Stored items
┌────────

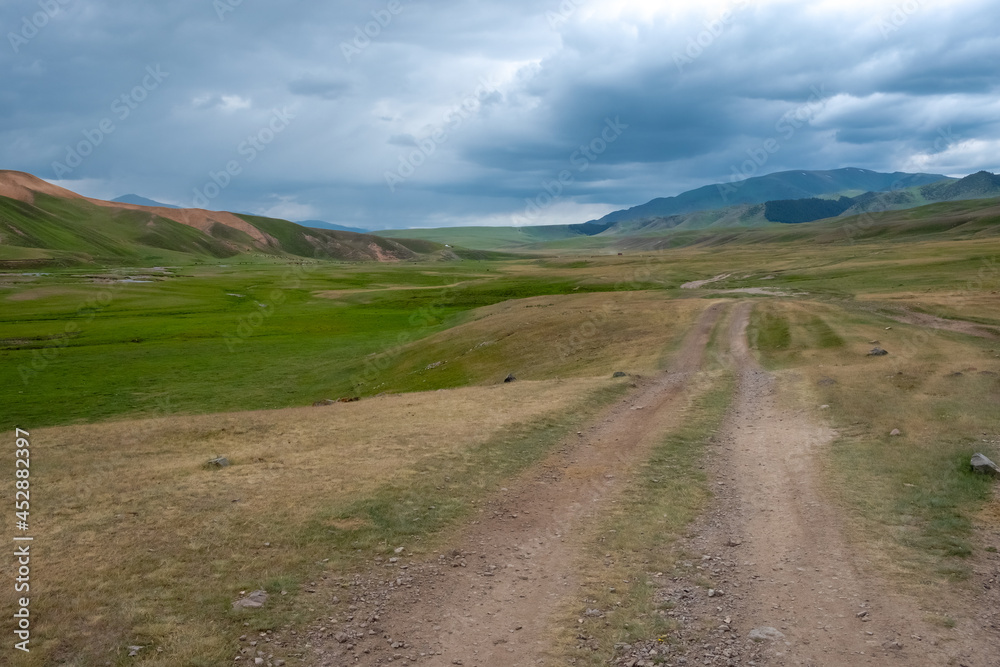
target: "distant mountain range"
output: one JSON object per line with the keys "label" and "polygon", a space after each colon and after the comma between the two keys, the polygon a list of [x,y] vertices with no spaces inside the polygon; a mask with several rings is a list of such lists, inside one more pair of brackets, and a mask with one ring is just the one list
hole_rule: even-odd
{"label": "distant mountain range", "polygon": [[[766,198],[773,193],[790,196]],[[374,235],[317,220],[297,224],[165,206],[138,195],[114,202],[90,199],[30,174],[0,171],[0,265],[188,263],[237,255],[346,261],[491,259],[509,256],[491,251],[555,249],[580,242],[595,248],[655,249],[669,246],[669,242],[663,246],[667,240],[659,237],[687,231],[775,227],[997,197],[1000,176],[986,171],[961,179],[865,169],[782,172],[705,186],[583,224],[385,230]],[[735,199],[742,202],[717,206]],[[688,210],[698,202],[716,207]],[[650,215],[651,211],[684,212]]]}
{"label": "distant mountain range", "polygon": [[614,223],[712,211],[772,200],[805,199],[837,193],[883,192],[949,180],[942,174],[882,173],[847,167],[830,171],[781,171],[734,183],[715,183],[660,197],[640,206],[608,213],[590,223],[605,229]]}
{"label": "distant mountain range", "polygon": [[[884,188],[867,190],[865,188]],[[781,194],[780,198],[771,198]],[[1000,176],[981,171],[962,179],[940,174],[879,173],[867,169],[788,171],[737,183],[718,183],[615,211],[600,220],[573,225],[445,227],[385,230],[467,248],[541,250],[591,237],[594,243],[659,237],[689,230],[763,227],[802,223],[926,204],[1000,197]],[[742,203],[720,206],[740,199]],[[707,208],[696,208],[704,206]],[[690,210],[689,210],[690,209]],[[654,214],[654,211],[683,211]],[[596,247],[596,246],[595,246]]]}
{"label": "distant mountain range", "polygon": [[180,208],[180,206],[164,204],[162,202],[153,201],[152,199],[140,197],[139,195],[122,195],[121,197],[112,199],[111,201],[116,204],[135,204],[136,206],[151,206],[153,208]]}
{"label": "distant mountain range", "polygon": [[344,227],[343,225],[335,225],[332,222],[325,222],[323,220],[299,220],[296,224],[302,225],[303,227],[312,227],[313,229],[336,229],[341,232],[371,234],[371,230],[369,229],[362,229],[360,227]]}
{"label": "distant mountain range", "polygon": [[598,234],[632,235],[710,227],[758,227],[775,222],[789,224],[813,222],[864,213],[897,211],[937,202],[1000,197],[1000,176],[986,171],[962,179],[944,177],[926,185],[900,188],[901,185],[913,180],[900,178],[895,181],[896,189],[887,192],[865,192],[853,197],[832,195],[775,199],[759,204],[742,204],[680,215],[624,220],[613,223],[603,230],[599,229],[600,223],[587,223],[586,228],[598,230],[592,232]]}

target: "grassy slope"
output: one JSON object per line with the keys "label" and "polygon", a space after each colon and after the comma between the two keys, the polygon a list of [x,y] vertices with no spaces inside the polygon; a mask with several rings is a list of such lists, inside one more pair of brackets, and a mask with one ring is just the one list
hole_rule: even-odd
{"label": "grassy slope", "polygon": [[[246,234],[233,232],[249,242]],[[5,246],[34,248],[42,256],[74,262],[176,262],[189,260],[186,255],[236,254],[218,240],[172,220],[44,194],[38,194],[34,204],[0,197],[0,234]]]}

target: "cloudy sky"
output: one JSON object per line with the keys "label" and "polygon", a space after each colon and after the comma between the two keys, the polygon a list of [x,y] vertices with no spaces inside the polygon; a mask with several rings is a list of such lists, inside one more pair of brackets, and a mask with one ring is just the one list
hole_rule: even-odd
{"label": "cloudy sky", "polygon": [[1000,166],[995,0],[4,0],[0,168],[371,229]]}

└────────

◆ What you are asked to do: Where an entry holds a picture, leave the picture out and output the rest exactly.

◆ Completed exercise:
target: "distant mountain range"
output: one JSON object per line with the keys "label" and "polygon", a space after each colon and after the comma between the two keys, the polygon a list of [x,y] vertices with no spaces inside the polygon; a mask with several rings is a list of such lists, inside one more pair of brackets, and a mask with one ring is just the one list
hole_rule: even-odd
{"label": "distant mountain range", "polygon": [[[766,198],[773,193],[790,196]],[[374,235],[317,220],[297,224],[165,206],[138,195],[114,202],[90,199],[30,174],[0,171],[0,265],[188,263],[237,255],[346,261],[491,259],[509,256],[491,251],[555,249],[580,242],[595,248],[655,249],[669,246],[669,242],[663,246],[667,240],[659,237],[687,231],[775,227],[997,197],[1000,176],[986,171],[961,179],[865,169],[782,172],[705,186],[583,224],[385,230]],[[735,199],[742,202],[717,206]],[[688,210],[698,202],[716,207]],[[650,215],[651,211],[684,212]]]}
{"label": "distant mountain range", "polygon": [[614,223],[712,211],[772,200],[805,199],[837,193],[883,192],[949,180],[942,174],[882,173],[847,167],[830,171],[781,171],[734,183],[715,183],[660,197],[640,206],[608,213],[590,223],[605,229]]}
{"label": "distant mountain range", "polygon": [[[884,188],[867,190],[865,188]],[[781,194],[780,198],[771,198]],[[1000,176],[981,171],[962,179],[940,174],[879,173],[867,169],[788,171],[737,183],[718,183],[615,211],[600,220],[573,225],[445,227],[385,230],[467,248],[541,250],[591,237],[594,243],[659,237],[689,230],[763,227],[802,223],[926,204],[1000,197]],[[742,203],[720,206],[740,199]],[[707,208],[696,208],[704,206]],[[690,210],[689,210],[690,209]],[[654,214],[654,211],[683,211]],[[596,247],[596,246],[595,246]]]}
{"label": "distant mountain range", "polygon": [[180,208],[180,206],[164,204],[162,202],[153,201],[152,199],[140,197],[139,195],[122,195],[121,197],[112,199],[111,201],[116,204],[135,204],[136,206],[151,206],[153,208]]}
{"label": "distant mountain range", "polygon": [[344,227],[343,225],[335,225],[332,222],[325,222],[323,220],[299,220],[296,224],[302,225],[303,227],[312,227],[313,229],[336,229],[341,232],[371,234],[371,230],[369,229],[362,229],[360,227]]}
{"label": "distant mountain range", "polygon": [[598,234],[632,235],[710,227],[758,227],[775,222],[789,224],[813,222],[864,213],[897,211],[937,202],[1000,197],[1000,176],[986,171],[962,179],[944,177],[926,185],[900,188],[901,185],[913,180],[900,178],[895,181],[896,189],[887,192],[865,192],[853,197],[832,195],[775,199],[759,204],[742,204],[680,215],[624,220],[613,223],[603,230],[599,229],[600,223],[587,223],[586,228],[598,230],[592,232]]}

target: "grassy slope"
output: one JSON object per line with the keys "label" and "polygon", a space after each colon and after the comma between the two keys, the polygon a list of [x,y] vertices with no spaces inside the polygon; a mask with several rings is a list of such lists, inside one more pair of brackets, and a mask with one ring is just the one list
hole_rule: even-odd
{"label": "grassy slope", "polygon": [[[246,234],[233,232],[249,242]],[[5,246],[34,248],[42,256],[74,262],[176,262],[189,260],[186,255],[236,254],[218,240],[172,220],[44,194],[38,194],[34,204],[0,197],[0,234]]]}

target: "cloudy sky"
output: one JSON object per line with the keys "label" and "polygon", a space after each colon and after the comma between the two keys, the polygon a list of [x,y] vertices with no spaces inside the polygon; a mask with several rings is a list of such lists, inside one more pair of brackets, and a mask with one ring is just the one list
hole_rule: even-odd
{"label": "cloudy sky", "polygon": [[1000,166],[995,0],[4,0],[0,168],[371,229]]}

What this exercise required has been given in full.